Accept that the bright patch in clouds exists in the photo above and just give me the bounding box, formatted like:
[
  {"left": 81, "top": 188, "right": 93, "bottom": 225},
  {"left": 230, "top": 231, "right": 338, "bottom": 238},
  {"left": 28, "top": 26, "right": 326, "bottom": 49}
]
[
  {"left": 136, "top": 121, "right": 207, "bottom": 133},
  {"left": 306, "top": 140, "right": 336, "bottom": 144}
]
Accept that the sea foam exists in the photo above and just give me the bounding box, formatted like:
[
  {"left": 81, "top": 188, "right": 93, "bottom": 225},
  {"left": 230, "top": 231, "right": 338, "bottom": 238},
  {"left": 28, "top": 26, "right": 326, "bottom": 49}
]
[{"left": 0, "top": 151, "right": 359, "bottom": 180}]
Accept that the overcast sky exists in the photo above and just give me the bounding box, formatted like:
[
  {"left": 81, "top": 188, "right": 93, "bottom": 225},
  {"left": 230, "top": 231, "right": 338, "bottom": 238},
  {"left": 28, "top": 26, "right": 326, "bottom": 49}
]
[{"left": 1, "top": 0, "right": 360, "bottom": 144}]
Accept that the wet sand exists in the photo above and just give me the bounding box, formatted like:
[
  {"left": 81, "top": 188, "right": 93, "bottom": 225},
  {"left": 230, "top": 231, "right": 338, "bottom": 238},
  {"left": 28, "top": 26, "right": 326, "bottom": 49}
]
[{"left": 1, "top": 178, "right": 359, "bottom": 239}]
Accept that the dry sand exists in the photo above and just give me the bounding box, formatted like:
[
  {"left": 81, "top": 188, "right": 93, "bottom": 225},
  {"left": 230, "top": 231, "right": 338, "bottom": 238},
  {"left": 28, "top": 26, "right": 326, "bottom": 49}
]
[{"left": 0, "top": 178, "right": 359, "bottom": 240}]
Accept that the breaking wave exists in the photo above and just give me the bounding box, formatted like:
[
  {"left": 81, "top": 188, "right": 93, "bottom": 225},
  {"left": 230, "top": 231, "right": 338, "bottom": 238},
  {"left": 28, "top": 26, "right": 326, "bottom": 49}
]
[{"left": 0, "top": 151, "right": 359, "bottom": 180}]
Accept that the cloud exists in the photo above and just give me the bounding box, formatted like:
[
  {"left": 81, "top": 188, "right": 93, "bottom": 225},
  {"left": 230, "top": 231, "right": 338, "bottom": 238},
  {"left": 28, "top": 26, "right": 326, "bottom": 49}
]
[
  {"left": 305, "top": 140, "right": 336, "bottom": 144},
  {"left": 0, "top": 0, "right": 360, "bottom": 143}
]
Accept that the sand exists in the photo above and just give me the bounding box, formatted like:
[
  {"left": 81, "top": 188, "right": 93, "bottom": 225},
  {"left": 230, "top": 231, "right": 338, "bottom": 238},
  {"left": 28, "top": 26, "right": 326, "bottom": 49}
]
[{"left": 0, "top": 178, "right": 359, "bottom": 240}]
+++
HOW TO COMPLETE THIS TASK — Copy out every line from the data above in which the word "sand" occurs.

COMPLETED TASK —
Accept that the wet sand exists in the photo above and just give me the bounding box, formatted like:
Accept that the dry sand exists in the photo above and just give me the bounding box, formatted like:
Accept that the sand exists in the photo above and just give me the bounding box, formatted like:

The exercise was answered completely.